= TASK GOAL =
Begin with the line holding "Target: flower bed", then print every line after it through the end of the data, exactly and with nothing added.

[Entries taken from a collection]
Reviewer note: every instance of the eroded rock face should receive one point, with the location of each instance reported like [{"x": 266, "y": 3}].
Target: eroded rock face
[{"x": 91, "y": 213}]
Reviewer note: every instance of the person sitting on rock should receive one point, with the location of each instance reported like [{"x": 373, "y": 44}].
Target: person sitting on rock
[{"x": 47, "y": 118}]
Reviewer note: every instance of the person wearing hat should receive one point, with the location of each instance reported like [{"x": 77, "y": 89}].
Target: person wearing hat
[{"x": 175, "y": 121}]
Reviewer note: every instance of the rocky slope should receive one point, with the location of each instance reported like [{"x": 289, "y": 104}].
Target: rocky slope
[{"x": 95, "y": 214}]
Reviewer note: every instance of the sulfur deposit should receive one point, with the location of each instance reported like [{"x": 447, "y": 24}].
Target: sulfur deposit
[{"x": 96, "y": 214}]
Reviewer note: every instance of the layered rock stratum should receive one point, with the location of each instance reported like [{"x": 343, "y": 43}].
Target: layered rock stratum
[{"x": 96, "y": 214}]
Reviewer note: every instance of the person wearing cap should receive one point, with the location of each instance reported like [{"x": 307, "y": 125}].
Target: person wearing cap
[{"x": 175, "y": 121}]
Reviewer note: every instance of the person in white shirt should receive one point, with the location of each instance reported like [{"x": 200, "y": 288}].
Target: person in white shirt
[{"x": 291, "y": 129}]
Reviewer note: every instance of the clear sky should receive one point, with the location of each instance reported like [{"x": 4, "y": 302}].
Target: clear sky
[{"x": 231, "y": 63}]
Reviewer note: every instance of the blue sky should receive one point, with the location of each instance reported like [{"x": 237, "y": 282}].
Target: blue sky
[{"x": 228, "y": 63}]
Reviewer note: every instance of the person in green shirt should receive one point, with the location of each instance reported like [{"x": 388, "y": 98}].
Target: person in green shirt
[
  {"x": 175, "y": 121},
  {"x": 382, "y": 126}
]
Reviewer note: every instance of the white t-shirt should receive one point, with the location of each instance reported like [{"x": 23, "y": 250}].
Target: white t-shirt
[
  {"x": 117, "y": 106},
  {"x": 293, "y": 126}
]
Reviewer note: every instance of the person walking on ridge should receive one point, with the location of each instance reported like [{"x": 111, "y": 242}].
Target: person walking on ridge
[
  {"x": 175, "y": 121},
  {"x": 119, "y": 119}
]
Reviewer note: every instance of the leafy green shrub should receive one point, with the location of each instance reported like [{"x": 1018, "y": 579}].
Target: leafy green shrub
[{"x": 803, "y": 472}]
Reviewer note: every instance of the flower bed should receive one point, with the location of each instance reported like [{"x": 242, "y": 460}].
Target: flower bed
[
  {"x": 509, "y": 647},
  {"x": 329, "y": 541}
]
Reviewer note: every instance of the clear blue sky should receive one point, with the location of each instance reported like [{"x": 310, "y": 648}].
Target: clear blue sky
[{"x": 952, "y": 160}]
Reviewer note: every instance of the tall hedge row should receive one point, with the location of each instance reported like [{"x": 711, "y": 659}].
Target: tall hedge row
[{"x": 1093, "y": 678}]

= REPLY =
Target: flower bed
[
  {"x": 509, "y": 647},
  {"x": 329, "y": 541}
]
Reviewer note: every instance of the clear blue sky should receive one point, with the location of each instance reported like [{"x": 310, "y": 648}].
Target: clear blue sky
[{"x": 952, "y": 160}]
Reviewer note: every instance of the tall hedge row should receive one point, with the location of each instance reported like [{"x": 711, "y": 659}].
Target: tall hedge row
[{"x": 1093, "y": 678}]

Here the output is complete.